▸ **What this task involves**: Please, could you print all the lines below exactly, leaving out the pictures?

# # # # #

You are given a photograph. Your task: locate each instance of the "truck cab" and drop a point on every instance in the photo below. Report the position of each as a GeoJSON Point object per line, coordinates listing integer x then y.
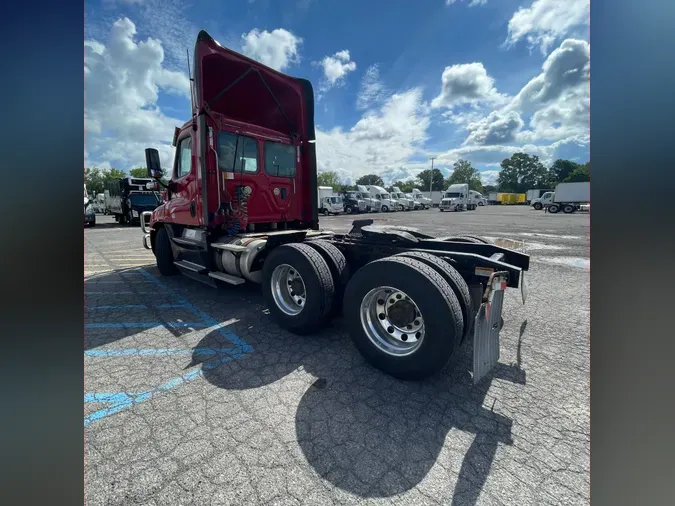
{"type": "Point", "coordinates": [353, 203]}
{"type": "Point", "coordinates": [405, 204]}
{"type": "Point", "coordinates": [420, 198]}
{"type": "Point", "coordinates": [455, 198]}
{"type": "Point", "coordinates": [372, 204]}
{"type": "Point", "coordinates": [387, 202]}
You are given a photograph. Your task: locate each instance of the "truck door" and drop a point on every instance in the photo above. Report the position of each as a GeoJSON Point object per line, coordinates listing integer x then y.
{"type": "Point", "coordinates": [184, 196]}
{"type": "Point", "coordinates": [268, 170]}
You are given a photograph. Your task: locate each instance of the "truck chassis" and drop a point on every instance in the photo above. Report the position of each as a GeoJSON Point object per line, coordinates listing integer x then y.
{"type": "Point", "coordinates": [409, 300]}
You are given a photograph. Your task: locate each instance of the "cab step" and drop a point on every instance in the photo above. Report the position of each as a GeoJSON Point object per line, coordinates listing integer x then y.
{"type": "Point", "coordinates": [191, 266]}
{"type": "Point", "coordinates": [226, 278]}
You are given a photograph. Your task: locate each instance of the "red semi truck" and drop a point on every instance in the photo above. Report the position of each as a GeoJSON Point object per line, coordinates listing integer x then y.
{"type": "Point", "coordinates": [241, 206]}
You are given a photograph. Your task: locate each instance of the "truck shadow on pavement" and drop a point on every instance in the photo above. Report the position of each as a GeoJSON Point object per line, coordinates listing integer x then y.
{"type": "Point", "coordinates": [368, 433]}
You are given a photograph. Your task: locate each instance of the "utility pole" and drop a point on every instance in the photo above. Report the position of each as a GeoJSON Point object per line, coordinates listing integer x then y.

# # # # #

▸ **Task solution**:
You are given a photograph. Your task: locate each instance of the "truck cab" and drop a point on every instance in the photo below. Report the position of each as a GeoJSON Point object per line, coordinates listing integer x then y.
{"type": "Point", "coordinates": [353, 203]}
{"type": "Point", "coordinates": [405, 204]}
{"type": "Point", "coordinates": [420, 198]}
{"type": "Point", "coordinates": [455, 198]}
{"type": "Point", "coordinates": [372, 204]}
{"type": "Point", "coordinates": [387, 202]}
You are given a photograph. Your task: locate each instance of the "truck door" and drop a point on every instance in the photo above. Report the position of each as a GeoJSON Point object per line, coordinates listing integer x then y.
{"type": "Point", "coordinates": [184, 196]}
{"type": "Point", "coordinates": [268, 170]}
You are given a photograph. Your task: locate each instance of the "truck chassis" and drop a point on every instance in the photo above. Report the position of each as a GeoJSON Point object per line, coordinates listing integer x then y.
{"type": "Point", "coordinates": [409, 300]}
You are given a photograph. Your task: locate each instance of the "cab step" and drop a point on every instance in the photo above. Report the position of each as a GeoJSON Point object per line, coordinates listing integer x then y.
{"type": "Point", "coordinates": [191, 266]}
{"type": "Point", "coordinates": [226, 278]}
You are given a photograph. Your task: locate each instance of the "red semi truck" and drop a point on every instance in the photo above. Report the position of each as a GeoJSON Point object per line, coordinates listing integer x then y.
{"type": "Point", "coordinates": [241, 206]}
You are given a photograph. Your task: locate each instance of the "truck shadow on pavement" and drop a point on every instance in the photo above. Report the position of each as a GeoJSON Point object per line, coordinates listing integer x then y.
{"type": "Point", "coordinates": [368, 433]}
You are given a photograph. Your task: locate each instance of the "utility pole" and drop a point on every instance in the photo above. Report the position of each as a GeoJSON Point object per line, coordinates listing integer x then y.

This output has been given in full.